*Source data:*
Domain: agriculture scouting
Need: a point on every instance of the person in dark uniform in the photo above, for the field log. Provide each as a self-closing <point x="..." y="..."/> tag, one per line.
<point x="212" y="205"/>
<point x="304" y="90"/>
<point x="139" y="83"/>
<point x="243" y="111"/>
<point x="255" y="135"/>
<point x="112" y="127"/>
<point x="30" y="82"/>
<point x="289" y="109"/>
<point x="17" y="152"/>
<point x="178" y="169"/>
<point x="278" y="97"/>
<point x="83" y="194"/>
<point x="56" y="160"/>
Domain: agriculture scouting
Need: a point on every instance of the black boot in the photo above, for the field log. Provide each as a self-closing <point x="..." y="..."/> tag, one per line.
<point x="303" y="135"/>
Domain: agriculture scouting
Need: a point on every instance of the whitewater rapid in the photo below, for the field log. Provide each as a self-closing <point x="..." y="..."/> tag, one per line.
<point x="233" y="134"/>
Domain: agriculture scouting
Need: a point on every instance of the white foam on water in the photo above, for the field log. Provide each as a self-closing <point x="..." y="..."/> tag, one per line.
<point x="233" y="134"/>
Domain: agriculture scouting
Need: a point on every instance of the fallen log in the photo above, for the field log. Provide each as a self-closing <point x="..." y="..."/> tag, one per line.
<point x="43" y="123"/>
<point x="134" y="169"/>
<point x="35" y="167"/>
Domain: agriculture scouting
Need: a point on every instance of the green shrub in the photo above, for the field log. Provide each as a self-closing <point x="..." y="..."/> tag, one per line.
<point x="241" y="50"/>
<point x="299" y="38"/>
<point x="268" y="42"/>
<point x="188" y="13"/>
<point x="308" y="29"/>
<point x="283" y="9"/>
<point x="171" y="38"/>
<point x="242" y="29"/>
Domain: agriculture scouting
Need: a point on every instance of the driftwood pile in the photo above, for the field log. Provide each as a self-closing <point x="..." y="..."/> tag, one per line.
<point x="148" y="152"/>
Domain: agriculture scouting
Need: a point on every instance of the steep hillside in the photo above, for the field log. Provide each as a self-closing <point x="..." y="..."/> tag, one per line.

*Activity:* Repeat the data in full, matching each line exactly.

*Result of this exercise:*
Domain: agriculture scouting
Need: a point on every instance of the person in dark uniform in the photo above, for the field log. Provide each as a self-closing <point x="..." y="..."/> tag, one per line.
<point x="212" y="205"/>
<point x="304" y="90"/>
<point x="139" y="83"/>
<point x="243" y="111"/>
<point x="255" y="135"/>
<point x="112" y="127"/>
<point x="30" y="82"/>
<point x="289" y="109"/>
<point x="17" y="152"/>
<point x="178" y="169"/>
<point x="278" y="97"/>
<point x="83" y="194"/>
<point x="56" y="160"/>
Domain: agriculture scouting
Need: a point on every instance of the black boot in the photo above, for the field log. Provide each as a self-closing <point x="..." y="..."/> tag, one per line.
<point x="303" y="135"/>
Domain: agriculture scouting
Need: a point on every instance of the whitewater rapid in the photo below, for the field log. Provide each as a self-closing <point x="..." y="..."/> tag, one per line.
<point x="233" y="134"/>
Domain: agriculture scouting
Need: a point on every instance of the white foam on water in the photo above, for the field log. Provide each as a self-closing <point x="..." y="..."/> tag, one per line.
<point x="233" y="134"/>
Domain: agriculture scouting
Need: a point on every instance of the fallen log in the photo above, for the field log. Provide each as a self-closing <point x="..." y="..."/> tag, one per line.
<point x="43" y="123"/>
<point x="134" y="169"/>
<point x="35" y="167"/>
Domain: agriculture scouting
Need: a point on every instance of the green shrub in the photo above, for the field log. Provide each as a self-closing <point x="..." y="..."/> tag, one per line.
<point x="241" y="50"/>
<point x="299" y="38"/>
<point x="268" y="42"/>
<point x="188" y="13"/>
<point x="308" y="29"/>
<point x="283" y="9"/>
<point x="171" y="38"/>
<point x="242" y="29"/>
Domain: agriculture scouting
Need: a point on every instance of the driftwood pile in the photo above, for the field log. Provide each as a self-closing <point x="..." y="..."/> tag, one per line.
<point x="148" y="152"/>
Domain: agriculture scouting
Need: a point on every instance of the steep hillside in the photo above, for the field log. Provide each as a self-closing <point x="..." y="..."/> tag, one per line.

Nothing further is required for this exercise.